Selected extract >>

----

# What's this???



## OzyMandias (Dec 29, 2004)

Just found this listing at Monsters in Motion. It's using the same catalogue prefix as the other Moebius product.

http://www.monstersinmotion.com/cart/spaceships-vehicles-item-listt-c-13_194/seaview-1-350-scale-finished-and-painted-display-p-14176

The text from the page:


> Seaview 1/350 scale Finished and painted Display
> $44.99
> If you do not build models this 1/350 scale Seaview from Voyage To The Bottom Of The Sea will be perfect for your collection! It will come packaged in a full color window box with a background showing the underwater lab and flying sub, and at an affordable price. READY FOR DISPLAY,NO ASSEMBLY REQUIRED


Moebius is extending into built ups? 
Actually it kind of makes sense as I had wondered why the base for the new little Seaview had it lifted so high off the ocean floor... So there is room for an image to show behind the kit.

I got excited for a minute as I misread the text and thought the display came with a mini flying sub and lab, not just on the background.

----

Dataset >>
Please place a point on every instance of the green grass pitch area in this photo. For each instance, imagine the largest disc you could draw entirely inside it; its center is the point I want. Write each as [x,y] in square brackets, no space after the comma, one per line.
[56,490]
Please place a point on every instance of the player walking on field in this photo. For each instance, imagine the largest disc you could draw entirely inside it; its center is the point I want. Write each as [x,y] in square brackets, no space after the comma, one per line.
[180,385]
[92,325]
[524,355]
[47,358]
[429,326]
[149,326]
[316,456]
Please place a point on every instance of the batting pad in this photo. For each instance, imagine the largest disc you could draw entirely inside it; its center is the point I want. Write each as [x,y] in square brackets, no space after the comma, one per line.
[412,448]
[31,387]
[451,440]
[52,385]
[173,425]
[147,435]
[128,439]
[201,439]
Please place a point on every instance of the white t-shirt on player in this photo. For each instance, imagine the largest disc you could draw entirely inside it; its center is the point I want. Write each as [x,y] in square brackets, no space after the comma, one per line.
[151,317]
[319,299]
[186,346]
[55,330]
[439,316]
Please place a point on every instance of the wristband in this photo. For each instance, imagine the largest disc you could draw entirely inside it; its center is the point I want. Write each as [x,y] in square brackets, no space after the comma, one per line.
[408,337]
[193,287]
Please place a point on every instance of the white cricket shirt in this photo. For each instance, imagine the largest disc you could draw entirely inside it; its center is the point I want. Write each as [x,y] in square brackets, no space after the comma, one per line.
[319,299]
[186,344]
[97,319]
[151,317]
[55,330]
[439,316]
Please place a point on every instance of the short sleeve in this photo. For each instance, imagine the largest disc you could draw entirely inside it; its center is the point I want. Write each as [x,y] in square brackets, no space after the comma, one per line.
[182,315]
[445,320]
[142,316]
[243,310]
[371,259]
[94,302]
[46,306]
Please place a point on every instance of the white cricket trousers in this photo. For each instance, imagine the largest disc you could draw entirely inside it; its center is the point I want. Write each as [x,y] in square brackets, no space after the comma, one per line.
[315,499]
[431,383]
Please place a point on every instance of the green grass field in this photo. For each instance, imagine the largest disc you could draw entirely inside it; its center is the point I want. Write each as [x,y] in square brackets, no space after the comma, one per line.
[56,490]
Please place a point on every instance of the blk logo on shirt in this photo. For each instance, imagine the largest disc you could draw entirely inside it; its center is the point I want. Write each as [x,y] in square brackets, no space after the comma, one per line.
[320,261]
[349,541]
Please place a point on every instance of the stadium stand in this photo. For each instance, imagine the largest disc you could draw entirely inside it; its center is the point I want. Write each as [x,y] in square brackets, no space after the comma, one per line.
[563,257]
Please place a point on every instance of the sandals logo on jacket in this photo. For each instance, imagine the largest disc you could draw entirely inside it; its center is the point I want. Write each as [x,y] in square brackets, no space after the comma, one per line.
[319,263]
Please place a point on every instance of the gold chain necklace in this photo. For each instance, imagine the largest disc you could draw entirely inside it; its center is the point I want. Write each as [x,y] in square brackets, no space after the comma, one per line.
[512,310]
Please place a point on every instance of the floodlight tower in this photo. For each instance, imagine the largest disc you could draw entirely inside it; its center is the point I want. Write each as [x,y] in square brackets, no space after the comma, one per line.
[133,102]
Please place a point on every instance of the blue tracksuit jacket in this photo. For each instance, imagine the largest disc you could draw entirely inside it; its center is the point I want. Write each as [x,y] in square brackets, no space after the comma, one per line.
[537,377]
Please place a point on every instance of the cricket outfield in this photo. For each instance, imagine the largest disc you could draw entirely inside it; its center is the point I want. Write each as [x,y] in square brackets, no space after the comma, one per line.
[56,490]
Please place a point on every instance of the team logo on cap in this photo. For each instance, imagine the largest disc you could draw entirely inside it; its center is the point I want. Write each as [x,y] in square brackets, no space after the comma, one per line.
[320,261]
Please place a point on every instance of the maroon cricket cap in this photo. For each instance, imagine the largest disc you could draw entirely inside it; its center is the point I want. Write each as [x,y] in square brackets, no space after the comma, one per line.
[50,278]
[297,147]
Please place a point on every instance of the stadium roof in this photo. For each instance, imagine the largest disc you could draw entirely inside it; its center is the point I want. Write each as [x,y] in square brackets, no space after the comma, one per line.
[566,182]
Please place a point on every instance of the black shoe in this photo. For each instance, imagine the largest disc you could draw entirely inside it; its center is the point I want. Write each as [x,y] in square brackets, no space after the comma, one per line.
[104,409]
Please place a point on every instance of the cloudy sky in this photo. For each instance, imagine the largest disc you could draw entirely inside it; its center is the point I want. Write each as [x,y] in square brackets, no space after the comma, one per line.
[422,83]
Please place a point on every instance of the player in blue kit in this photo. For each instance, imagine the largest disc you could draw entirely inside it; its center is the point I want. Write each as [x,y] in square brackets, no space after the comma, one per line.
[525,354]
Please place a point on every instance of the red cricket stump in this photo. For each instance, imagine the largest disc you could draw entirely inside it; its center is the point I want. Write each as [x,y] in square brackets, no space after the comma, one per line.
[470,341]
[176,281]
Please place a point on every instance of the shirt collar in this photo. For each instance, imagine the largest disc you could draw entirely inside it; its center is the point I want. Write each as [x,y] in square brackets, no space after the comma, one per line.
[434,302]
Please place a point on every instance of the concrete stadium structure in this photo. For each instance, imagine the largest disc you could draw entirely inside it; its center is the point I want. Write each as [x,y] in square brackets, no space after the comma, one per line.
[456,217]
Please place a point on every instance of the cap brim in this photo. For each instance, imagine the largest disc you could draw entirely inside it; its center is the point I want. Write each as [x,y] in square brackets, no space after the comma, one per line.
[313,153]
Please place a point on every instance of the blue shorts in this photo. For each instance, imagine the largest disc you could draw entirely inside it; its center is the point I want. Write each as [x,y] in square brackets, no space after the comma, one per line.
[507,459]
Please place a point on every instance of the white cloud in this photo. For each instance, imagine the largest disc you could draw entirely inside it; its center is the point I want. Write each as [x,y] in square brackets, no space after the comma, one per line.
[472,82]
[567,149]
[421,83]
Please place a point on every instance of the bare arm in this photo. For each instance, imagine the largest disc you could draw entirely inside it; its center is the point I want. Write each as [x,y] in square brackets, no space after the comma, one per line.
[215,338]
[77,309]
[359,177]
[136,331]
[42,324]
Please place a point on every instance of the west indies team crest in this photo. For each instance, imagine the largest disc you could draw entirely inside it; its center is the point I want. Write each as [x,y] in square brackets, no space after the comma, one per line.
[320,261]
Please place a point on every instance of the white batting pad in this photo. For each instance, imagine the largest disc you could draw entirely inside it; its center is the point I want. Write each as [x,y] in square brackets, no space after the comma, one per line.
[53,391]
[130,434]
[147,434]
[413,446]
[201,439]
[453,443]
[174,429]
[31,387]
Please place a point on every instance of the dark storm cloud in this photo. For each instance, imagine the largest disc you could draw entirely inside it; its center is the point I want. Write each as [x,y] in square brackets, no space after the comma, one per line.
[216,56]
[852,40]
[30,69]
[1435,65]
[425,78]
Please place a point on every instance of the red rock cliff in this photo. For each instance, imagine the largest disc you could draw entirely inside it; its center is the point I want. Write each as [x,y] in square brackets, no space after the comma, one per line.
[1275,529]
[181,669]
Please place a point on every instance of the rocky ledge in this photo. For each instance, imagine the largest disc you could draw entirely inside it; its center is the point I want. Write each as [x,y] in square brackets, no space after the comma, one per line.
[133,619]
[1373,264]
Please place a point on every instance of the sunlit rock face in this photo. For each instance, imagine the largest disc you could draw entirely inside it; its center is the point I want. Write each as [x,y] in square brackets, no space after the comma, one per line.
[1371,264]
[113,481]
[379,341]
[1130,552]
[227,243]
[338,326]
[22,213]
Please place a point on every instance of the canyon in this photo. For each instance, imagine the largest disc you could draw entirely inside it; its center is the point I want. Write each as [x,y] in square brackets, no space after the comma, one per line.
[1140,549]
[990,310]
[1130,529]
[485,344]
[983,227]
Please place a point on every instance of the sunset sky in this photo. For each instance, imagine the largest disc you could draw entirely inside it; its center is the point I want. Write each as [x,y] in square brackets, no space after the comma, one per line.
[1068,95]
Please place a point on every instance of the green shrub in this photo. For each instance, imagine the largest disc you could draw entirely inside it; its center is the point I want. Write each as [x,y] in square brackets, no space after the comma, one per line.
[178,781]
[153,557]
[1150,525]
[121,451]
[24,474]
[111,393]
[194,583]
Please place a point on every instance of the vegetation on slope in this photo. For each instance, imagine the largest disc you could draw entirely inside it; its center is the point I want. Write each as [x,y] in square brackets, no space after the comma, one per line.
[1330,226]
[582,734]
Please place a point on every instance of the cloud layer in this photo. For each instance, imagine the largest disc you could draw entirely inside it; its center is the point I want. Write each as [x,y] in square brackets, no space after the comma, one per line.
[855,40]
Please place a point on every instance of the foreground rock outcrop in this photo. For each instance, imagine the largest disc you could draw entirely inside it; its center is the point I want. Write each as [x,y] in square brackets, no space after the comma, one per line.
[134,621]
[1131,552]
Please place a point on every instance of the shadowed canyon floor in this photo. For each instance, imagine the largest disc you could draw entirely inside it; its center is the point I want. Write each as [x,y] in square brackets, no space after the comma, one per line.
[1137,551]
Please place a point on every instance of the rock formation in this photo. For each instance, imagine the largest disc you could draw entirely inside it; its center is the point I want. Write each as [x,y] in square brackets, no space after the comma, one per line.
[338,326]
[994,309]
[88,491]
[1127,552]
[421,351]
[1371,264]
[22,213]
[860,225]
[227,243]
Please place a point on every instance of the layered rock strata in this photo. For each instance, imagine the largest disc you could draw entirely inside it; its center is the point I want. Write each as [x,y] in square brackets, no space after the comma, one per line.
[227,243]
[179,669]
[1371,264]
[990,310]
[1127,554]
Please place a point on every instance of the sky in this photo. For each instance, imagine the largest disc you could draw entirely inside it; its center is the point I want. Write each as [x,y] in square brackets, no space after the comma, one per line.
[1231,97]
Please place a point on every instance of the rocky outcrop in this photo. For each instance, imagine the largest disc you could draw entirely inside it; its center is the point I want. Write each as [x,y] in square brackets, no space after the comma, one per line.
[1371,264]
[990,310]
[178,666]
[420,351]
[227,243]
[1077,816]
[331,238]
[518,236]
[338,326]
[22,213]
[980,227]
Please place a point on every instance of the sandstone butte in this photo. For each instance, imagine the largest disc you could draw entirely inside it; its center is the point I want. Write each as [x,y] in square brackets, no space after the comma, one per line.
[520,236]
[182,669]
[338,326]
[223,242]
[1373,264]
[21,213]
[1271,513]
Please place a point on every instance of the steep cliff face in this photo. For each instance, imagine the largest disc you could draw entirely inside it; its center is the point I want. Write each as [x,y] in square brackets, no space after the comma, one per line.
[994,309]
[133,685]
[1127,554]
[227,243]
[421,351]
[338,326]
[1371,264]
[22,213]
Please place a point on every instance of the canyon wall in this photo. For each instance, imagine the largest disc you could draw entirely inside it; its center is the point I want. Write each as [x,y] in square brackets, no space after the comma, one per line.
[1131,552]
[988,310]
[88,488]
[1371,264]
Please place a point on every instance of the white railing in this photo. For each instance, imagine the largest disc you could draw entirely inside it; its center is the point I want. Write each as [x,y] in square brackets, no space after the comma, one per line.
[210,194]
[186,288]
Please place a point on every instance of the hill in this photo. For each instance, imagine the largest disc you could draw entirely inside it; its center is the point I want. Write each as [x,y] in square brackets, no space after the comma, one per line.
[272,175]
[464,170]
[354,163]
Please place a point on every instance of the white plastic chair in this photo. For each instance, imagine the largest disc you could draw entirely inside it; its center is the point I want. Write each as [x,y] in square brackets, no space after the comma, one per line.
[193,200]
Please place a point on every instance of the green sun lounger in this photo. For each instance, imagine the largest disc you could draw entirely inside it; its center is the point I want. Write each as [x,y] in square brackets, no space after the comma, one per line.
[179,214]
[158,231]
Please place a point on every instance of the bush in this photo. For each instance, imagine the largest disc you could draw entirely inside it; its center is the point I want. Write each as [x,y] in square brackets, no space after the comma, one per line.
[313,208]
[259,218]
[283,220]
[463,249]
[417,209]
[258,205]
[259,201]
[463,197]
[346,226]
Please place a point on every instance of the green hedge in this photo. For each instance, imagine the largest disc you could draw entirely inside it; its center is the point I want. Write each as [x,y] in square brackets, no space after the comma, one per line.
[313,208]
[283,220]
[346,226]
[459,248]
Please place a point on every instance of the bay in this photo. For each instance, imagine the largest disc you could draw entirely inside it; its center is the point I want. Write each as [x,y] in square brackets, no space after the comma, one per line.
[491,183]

----

Set exercise >>
Answer these questions about the forum post on the Seaview display, one per line:
1. What price does the quoted listing give?
2. What kind of box will the display come packaged in?
3. What did the poster first think the display came with after misreading the listing?

Output of the exercise >>
1. $44.99
2. A full color window box
3. A mini flying sub and lab